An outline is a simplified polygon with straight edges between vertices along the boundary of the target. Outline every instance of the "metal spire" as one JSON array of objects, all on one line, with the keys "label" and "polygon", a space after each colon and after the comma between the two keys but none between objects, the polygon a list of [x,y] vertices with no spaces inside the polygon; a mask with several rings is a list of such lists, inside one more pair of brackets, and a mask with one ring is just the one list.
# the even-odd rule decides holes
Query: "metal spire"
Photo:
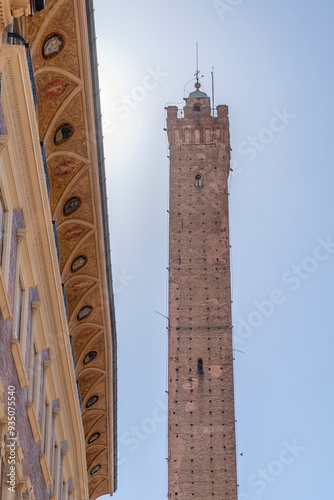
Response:
[{"label": "metal spire", "polygon": [[200,74],[200,71],[198,69],[198,42],[196,42],[196,73],[194,76],[196,77],[195,88],[197,90],[201,88],[201,84],[199,83],[199,78],[198,78],[199,74]]}]

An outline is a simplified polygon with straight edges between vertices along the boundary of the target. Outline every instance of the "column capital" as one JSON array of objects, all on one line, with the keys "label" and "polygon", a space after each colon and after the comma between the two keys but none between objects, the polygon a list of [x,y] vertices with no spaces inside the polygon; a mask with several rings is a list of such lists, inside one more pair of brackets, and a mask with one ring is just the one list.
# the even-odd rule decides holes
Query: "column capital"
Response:
[{"label": "column capital", "polygon": [[16,236],[17,236],[17,242],[18,244],[21,243],[21,241],[26,237],[27,230],[24,229],[23,227],[19,227],[16,230]]},{"label": "column capital", "polygon": [[45,373],[46,373],[46,372],[48,371],[48,369],[50,368],[51,363],[52,363],[51,359],[45,359],[45,360],[43,361],[43,370],[44,370],[44,372],[45,372]]},{"label": "column capital", "polygon": [[39,310],[39,308],[41,307],[41,303],[39,300],[35,300],[31,303],[31,312],[33,315],[36,314],[36,312]]}]

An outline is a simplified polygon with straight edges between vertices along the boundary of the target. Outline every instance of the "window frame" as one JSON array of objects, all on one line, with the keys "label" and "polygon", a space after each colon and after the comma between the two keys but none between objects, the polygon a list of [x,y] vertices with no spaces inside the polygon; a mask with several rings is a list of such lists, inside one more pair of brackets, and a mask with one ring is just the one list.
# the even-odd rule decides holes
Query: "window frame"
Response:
..............................
Scan the records above for the string "Query", and copy every line where it turns up.

● **Exercise response**:
Query: "metal spire"
Query: "column capital"
Query: "window frame"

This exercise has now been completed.